▶ **PROBLEMS AND TASKS**:
• A. In the family history passage, in which county did the library record show Henry L. Stephens married Mary Elizabeth Phelps?
• B. Continue the family history passage from its last sentence.

▶ **PAGE EXTRACT**:
The McCalleys were Virginians. One of Henry’s nephews, Jonathon McCalley Bennett was state auditor in Virginia and his picture and signature appears on the five dollar Virginia Treasury Note issued during the Civil War. Because of his “act of rebellion,” Bennett was branded a traitor and his lands in Lewis County were forfeited. One of Henry’s brothers, James McCalley, Jr., was the attending physician at the birth of the man who would become known as “Stonewall” Jackson.

Solomon, apparently, did not share his family’s love of the South, or at least of the Confederacy, and his father, Henry, disinherited him. Henry did give a tract of land to Solomon’s brother with the provision that Solomon could live on the land, but that it was to be held in trust for Solomon’s children, including presumably, my great-grandmother.

One of the questions I asked the library staff was just what “Central West Virginia” meant. Lewis County and those counties surrounding it,” I was told. Most of my family comes from Wood, Jackson and Roane Counties, which do not surround Lewis County. Still, the library had records from those counties as well as from several other states. I made use of what I could find in the limited time I had before the library closed for the day.

One question that had always bothered me concerned my great-grandparents on my mother’s side of the family. Family records said that Great-grandpa Stephens was born in Frederick County, Virginia, in the Shenandoah Valley. The same records said that he married Mary Elizabeth Phelps in Wood County in the Ohio Valley. But I had death records showing that their first two children had been born and had died in Clarke County—back in the Shenandoah. It made no sense to me that Great-grandpa would cross the mountains (and the state) to marry a woman, then take her back across the mountains. At the Central West Virginia Genealogical Library I found the record of the marriage—in Wood County. I guess Grandma had that one right. Still I’d love to know the story behind the peripatetic Henry L. Stephens. This is the same man who took his young family to western Missouri only to return to the Ohio Valley within a few years.

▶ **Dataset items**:
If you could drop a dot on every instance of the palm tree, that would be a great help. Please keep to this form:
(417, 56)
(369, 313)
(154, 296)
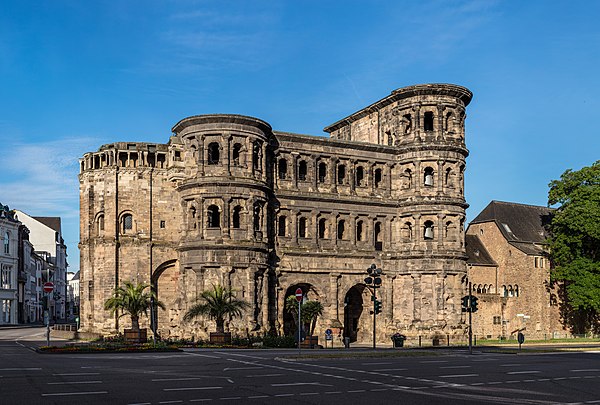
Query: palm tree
(217, 304)
(132, 300)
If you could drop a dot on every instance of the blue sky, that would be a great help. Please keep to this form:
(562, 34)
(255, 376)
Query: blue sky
(78, 74)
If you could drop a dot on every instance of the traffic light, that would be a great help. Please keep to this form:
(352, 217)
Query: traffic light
(473, 303)
(465, 303)
(377, 307)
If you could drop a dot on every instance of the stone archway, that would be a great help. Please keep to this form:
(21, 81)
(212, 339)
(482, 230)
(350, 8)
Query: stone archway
(160, 283)
(356, 325)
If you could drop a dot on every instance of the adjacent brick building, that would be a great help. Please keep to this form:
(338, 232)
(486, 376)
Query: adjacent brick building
(229, 200)
(510, 271)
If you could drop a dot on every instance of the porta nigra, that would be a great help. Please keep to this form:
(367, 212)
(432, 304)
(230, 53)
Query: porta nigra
(228, 200)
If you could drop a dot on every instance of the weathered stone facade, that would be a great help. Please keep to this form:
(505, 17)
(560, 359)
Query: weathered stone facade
(230, 201)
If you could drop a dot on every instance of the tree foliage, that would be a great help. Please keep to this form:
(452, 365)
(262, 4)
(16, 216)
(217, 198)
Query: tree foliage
(133, 300)
(218, 303)
(575, 242)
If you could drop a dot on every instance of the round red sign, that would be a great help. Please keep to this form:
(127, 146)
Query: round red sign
(299, 294)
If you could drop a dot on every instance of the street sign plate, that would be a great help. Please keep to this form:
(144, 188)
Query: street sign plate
(299, 294)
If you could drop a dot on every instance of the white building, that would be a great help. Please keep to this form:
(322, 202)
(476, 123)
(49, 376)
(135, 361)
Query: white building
(46, 237)
(9, 227)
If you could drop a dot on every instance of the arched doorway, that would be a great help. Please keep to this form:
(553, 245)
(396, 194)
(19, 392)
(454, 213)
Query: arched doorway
(353, 309)
(290, 319)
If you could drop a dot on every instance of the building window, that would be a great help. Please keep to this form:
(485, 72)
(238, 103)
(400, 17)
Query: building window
(378, 236)
(323, 228)
(341, 174)
(302, 170)
(213, 153)
(126, 223)
(213, 217)
(100, 223)
(428, 180)
(378, 177)
(7, 243)
(302, 227)
(341, 229)
(428, 121)
(282, 226)
(428, 230)
(359, 231)
(235, 154)
(322, 172)
(282, 168)
(237, 210)
(360, 176)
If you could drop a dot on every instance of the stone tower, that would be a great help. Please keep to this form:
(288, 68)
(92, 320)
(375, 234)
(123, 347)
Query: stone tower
(230, 201)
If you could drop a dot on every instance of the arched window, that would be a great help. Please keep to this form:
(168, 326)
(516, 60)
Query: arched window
(282, 226)
(341, 177)
(407, 232)
(213, 153)
(237, 211)
(428, 230)
(100, 224)
(322, 228)
(235, 154)
(256, 155)
(407, 178)
(428, 179)
(213, 217)
(322, 172)
(359, 231)
(341, 229)
(428, 121)
(257, 216)
(6, 243)
(126, 223)
(282, 168)
(378, 177)
(302, 170)
(302, 227)
(378, 236)
(360, 176)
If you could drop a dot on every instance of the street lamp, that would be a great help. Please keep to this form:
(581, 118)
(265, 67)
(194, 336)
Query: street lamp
(373, 282)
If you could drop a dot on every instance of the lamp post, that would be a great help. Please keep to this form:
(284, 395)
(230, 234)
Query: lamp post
(373, 282)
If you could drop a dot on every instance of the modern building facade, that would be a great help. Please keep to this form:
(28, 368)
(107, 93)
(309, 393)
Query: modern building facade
(510, 272)
(230, 201)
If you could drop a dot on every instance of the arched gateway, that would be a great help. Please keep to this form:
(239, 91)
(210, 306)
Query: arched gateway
(230, 201)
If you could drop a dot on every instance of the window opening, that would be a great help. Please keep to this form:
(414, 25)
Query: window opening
(213, 217)
(213, 153)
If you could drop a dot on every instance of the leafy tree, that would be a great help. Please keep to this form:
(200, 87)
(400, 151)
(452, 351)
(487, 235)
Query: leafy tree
(310, 311)
(217, 304)
(133, 300)
(575, 244)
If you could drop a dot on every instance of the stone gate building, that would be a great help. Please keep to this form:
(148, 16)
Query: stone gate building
(229, 200)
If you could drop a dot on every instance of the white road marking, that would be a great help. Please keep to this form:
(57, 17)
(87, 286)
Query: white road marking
(456, 366)
(524, 372)
(75, 374)
(297, 384)
(56, 394)
(192, 388)
(75, 382)
(458, 375)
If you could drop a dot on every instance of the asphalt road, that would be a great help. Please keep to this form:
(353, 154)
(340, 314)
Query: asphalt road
(278, 376)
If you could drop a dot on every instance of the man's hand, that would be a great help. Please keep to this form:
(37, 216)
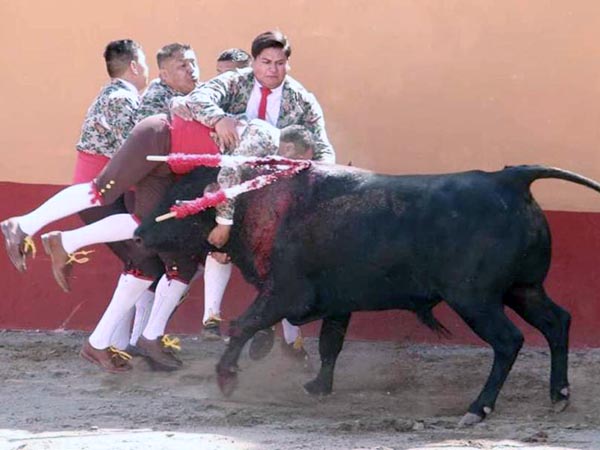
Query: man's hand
(219, 235)
(180, 108)
(220, 257)
(226, 130)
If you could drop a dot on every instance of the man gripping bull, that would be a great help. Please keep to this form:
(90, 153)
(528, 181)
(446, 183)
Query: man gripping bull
(263, 91)
(126, 169)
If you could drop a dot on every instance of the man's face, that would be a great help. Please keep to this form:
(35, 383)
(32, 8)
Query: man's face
(270, 67)
(181, 71)
(141, 70)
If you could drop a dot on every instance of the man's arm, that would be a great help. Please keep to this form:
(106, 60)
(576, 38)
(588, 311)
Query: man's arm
(256, 141)
(120, 116)
(207, 102)
(315, 123)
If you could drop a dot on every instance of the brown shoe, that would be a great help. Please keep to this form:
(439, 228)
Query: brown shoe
(18, 244)
(61, 270)
(110, 359)
(160, 352)
(211, 330)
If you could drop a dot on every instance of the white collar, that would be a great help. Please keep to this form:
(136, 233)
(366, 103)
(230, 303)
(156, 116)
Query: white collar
(129, 85)
(276, 91)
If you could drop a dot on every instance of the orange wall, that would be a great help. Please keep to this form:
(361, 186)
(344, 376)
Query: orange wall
(407, 86)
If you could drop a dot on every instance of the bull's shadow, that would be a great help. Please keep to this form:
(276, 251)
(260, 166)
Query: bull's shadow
(334, 239)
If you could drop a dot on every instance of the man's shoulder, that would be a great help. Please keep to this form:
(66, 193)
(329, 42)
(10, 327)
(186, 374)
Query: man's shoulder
(118, 92)
(234, 78)
(294, 85)
(157, 87)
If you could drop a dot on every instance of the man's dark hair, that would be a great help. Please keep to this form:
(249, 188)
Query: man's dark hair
(271, 39)
(236, 55)
(119, 54)
(299, 136)
(169, 51)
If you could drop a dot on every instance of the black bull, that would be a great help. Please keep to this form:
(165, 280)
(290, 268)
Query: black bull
(334, 240)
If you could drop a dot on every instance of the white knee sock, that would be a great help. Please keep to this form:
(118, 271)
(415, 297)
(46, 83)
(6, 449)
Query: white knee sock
(62, 204)
(168, 293)
(142, 313)
(126, 293)
(118, 227)
(120, 337)
(216, 277)
(290, 332)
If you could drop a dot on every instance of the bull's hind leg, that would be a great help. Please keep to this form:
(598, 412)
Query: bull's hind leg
(487, 319)
(331, 340)
(270, 307)
(537, 309)
(261, 314)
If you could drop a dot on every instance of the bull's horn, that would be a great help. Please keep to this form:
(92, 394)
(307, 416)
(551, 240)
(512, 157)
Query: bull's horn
(166, 216)
(157, 158)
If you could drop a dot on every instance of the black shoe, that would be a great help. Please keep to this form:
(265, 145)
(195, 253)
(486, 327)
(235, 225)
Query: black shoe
(262, 343)
(212, 329)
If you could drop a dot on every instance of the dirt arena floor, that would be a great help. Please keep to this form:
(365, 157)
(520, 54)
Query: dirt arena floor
(386, 396)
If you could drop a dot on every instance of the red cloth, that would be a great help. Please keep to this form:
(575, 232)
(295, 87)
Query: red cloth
(262, 106)
(88, 166)
(190, 136)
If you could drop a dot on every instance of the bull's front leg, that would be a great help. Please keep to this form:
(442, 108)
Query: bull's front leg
(331, 340)
(261, 314)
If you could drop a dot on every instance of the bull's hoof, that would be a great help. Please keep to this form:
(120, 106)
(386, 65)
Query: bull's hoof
(316, 387)
(261, 344)
(227, 380)
(469, 419)
(560, 405)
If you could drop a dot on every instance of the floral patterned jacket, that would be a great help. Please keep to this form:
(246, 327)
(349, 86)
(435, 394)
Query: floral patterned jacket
(228, 94)
(156, 99)
(258, 138)
(109, 119)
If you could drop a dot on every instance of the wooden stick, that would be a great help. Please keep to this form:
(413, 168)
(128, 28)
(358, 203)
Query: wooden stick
(157, 158)
(166, 216)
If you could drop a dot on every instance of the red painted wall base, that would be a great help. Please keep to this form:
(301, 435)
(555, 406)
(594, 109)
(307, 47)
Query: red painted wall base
(33, 300)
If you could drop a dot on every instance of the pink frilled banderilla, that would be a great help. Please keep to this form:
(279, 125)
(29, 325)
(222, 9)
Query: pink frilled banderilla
(182, 163)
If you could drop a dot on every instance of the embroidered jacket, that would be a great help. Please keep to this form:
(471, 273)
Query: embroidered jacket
(258, 138)
(228, 94)
(109, 119)
(155, 100)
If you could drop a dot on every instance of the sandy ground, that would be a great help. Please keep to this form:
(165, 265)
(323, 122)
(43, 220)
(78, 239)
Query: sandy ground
(386, 396)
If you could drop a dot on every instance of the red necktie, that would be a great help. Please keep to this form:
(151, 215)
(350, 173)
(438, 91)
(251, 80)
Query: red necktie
(262, 107)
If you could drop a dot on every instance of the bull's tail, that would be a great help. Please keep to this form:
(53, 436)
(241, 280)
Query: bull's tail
(426, 317)
(528, 174)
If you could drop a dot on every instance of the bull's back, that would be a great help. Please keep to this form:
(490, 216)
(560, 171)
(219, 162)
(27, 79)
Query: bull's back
(385, 237)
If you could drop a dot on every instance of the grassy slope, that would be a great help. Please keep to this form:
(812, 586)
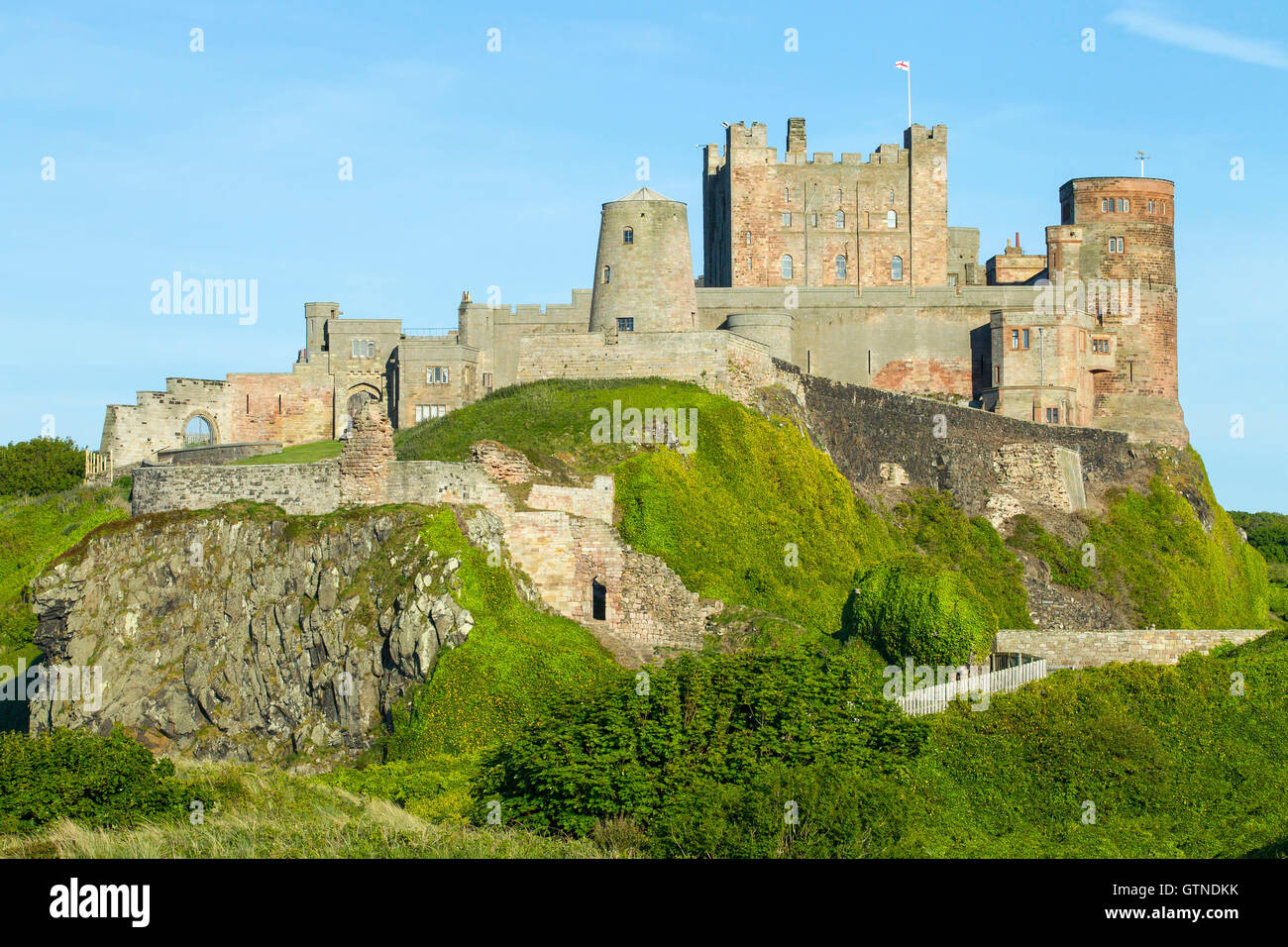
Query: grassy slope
(266, 813)
(1173, 761)
(33, 534)
(299, 454)
(722, 518)
(1153, 554)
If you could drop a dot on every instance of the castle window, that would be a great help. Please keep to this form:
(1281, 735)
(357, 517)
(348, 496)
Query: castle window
(197, 432)
(597, 600)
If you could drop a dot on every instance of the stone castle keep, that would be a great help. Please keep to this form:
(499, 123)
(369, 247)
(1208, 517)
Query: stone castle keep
(844, 266)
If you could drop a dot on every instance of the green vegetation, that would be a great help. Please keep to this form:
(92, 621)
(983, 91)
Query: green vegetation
(1154, 554)
(40, 466)
(1267, 534)
(702, 757)
(930, 522)
(77, 775)
(299, 454)
(492, 685)
(266, 813)
(1177, 761)
(910, 607)
(33, 534)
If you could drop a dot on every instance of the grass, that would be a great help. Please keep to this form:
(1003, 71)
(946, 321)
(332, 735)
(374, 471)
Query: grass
(297, 454)
(35, 531)
(1153, 554)
(266, 813)
(498, 680)
(1177, 762)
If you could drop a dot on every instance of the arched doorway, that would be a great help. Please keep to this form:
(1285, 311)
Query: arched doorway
(198, 431)
(355, 405)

▶ **ANSWERS TO THIS EXERCISE**:
• A. Wood County.

• B.
I grew up three thousand miles away from all my blood relatives. What I find amazing today is as I drive around the state, I see family names on all sorts of topographical features. This, of course, is always the case. Bass Creek in Montana is named for the Bass family. Haight Drive in Smith River, California, is named for the Haight family. But the difference here is that when I see McKown Creek, as I did yesterday, or Alkire Hill Road, as I did on Monday, I know that the chances are good that the McKown or Alkire for whom these places are named are probably my ancestors. I’m in a constant state of awe.

Then, of course, there’s my contention that there are only fifteen family names in Jackson County and they’re all in my family tree. For the past two days I stayed at Longfork Campground in rural Roane County. As I started comparing names with the staff there, sure enough, we have lots of common names. West Virginia, it really is all relative.

Chew Mail Pouch
Tobacco Barn in the West Virginia Hills
Taken 10/10/07 in Wirt County, West Virginia

And as for that. Back in the early years of this decade, the clothing chain Abercrombie and Fitch came up with the clever idea of putting out a line of t-shirts with new state mottos. I don’t know what happened with their other mottos, but the one they used for West Virginia was “It’s All Relative.” This created quite a stir. The Governor tried to get a boycott of A&F. Nasty letters were posted on bulletin boards and in chat rooms. The t-shirts disappeared from the stores. Everyone I’ve talked to tried to get one of the shirts before A&F pulled them. Some people just don’t have any sense of humor, I guess. Deliver me from Political Correctness.